Coordinate annotation records:
• • •
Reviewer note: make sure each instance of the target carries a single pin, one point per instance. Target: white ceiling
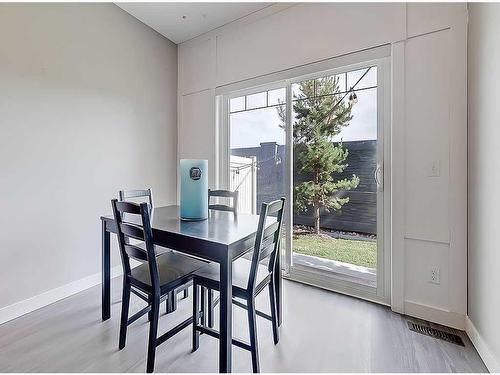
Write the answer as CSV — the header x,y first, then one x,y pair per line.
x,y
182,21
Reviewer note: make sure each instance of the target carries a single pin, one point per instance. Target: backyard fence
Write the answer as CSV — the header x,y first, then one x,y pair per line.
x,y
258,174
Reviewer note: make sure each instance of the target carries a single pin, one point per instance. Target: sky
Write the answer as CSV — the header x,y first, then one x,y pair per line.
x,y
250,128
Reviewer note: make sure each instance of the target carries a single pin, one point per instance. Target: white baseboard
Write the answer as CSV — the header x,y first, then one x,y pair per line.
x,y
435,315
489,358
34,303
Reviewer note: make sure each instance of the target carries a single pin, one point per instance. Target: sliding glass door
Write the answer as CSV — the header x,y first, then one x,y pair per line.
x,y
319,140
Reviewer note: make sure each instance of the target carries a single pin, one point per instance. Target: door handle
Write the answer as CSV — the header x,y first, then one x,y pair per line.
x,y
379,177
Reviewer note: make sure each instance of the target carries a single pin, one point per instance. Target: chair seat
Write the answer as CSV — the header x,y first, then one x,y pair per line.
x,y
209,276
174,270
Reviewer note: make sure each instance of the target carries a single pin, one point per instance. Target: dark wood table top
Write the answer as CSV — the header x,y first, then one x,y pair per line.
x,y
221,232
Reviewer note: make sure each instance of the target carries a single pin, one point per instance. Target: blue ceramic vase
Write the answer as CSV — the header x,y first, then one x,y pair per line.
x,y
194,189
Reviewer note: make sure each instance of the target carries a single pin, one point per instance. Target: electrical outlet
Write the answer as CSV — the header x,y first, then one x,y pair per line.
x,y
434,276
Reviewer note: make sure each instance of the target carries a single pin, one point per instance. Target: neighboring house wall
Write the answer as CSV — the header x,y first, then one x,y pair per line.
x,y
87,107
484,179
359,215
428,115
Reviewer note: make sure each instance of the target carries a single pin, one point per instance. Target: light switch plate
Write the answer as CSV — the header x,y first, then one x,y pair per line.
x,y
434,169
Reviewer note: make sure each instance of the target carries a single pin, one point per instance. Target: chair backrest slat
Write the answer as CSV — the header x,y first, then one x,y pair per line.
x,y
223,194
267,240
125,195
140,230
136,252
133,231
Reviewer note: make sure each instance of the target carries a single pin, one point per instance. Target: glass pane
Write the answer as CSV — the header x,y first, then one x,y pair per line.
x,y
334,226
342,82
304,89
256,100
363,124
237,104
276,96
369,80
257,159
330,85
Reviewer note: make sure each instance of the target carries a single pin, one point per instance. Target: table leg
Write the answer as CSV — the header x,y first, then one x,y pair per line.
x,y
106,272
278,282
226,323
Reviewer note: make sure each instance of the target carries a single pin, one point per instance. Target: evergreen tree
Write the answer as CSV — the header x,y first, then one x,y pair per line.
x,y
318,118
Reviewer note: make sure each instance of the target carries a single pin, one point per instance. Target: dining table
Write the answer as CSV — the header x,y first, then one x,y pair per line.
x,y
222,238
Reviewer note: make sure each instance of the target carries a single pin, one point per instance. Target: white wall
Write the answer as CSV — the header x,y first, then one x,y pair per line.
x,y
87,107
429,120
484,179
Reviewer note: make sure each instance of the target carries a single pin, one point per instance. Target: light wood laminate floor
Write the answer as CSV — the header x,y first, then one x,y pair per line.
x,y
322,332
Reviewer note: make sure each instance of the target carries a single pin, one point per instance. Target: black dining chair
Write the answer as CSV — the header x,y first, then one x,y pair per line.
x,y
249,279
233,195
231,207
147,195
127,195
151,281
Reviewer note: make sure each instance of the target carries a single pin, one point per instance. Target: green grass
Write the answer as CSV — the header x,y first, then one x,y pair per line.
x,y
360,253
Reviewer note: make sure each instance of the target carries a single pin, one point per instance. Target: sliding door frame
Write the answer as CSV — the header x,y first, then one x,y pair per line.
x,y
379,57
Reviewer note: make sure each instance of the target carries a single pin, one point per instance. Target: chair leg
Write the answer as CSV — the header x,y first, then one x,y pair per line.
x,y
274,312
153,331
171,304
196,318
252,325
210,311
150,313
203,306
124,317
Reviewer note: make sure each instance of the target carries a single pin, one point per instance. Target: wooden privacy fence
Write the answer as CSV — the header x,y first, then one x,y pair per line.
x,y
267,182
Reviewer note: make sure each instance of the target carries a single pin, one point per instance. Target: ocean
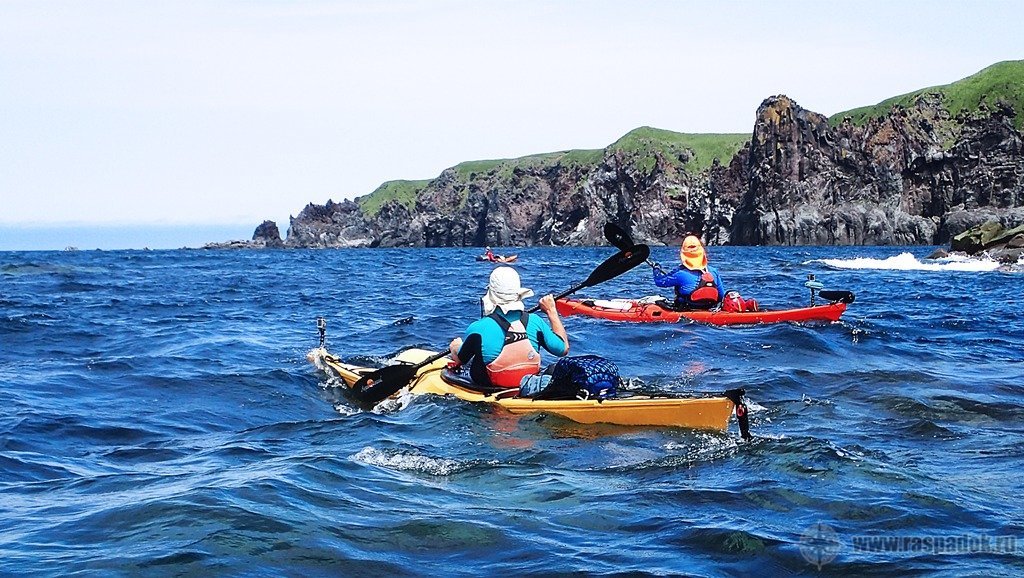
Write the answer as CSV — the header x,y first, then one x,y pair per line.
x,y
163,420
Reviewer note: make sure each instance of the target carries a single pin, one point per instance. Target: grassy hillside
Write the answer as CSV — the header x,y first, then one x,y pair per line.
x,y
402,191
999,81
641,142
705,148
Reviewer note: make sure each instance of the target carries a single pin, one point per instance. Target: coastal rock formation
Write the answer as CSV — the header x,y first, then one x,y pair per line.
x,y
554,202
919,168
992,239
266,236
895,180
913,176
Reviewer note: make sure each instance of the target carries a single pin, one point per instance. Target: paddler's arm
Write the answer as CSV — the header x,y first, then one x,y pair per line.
• • •
Extract precisely the lines beginning at the line containing "Target: green grass" and ending at the last line of the entries above, exactly as written and with no pictures.

- _SOLUTION FOR THIS EXERCISE_:
Reviewer note: make sure each instance of the target carries a single pin, one point per instance. Target: green grass
Write the answer as CSV — the header x,y first, then one x,y pair per line.
x,y
360,253
Reviewer note: make sure each instance of the target carries a single pin, one point per instance. Target: sliding door frame
Write the answer as CSV — the header x,y first, then one x,y pair per line.
x,y
379,57
Reviewer note: make sure each instance of the target carries a single pin, one point per instance. Target: chair leg
Write the answer as CSV — the header x,y first, then one x,y pair per line.
x,y
274,312
153,331
171,304
196,318
252,325
210,311
150,313
203,306
124,317
Reviewer note: make sure each instance of the target carries a single pin, one point per instance. Target: wooden privacy fence
Write the answer as CSV — the header x,y first, then one x,y pair per line.
x,y
267,182
Reviewer note: make sure each instance of the target carries a single pin, one point per instance. Target: ocean
Write the answer as CSV — the header x,y first, then one x,y pair per line.
x,y
163,420
Reviewer note: make sure each instance of the target carries a single pin, one point per instance. Target: grassy hillside
Write the answer as CSV — the header x,y first, then one x,y pair per line.
x,y
402,191
999,81
641,142
705,148
Reviewer note: make sure each instance of the target carries a single pin, one point per instance. Target: coastal rock formation
Write the answer as CSV — the header x,y first, then one x,y pair per line.
x,y
554,202
919,168
992,239
266,236
895,180
913,176
Reviewer note: make sure each instance of the target carries a single pin, one point per instance. Target: paddler's arm
Write the answer as CSV — the header x,y first, then one x,y pair per line.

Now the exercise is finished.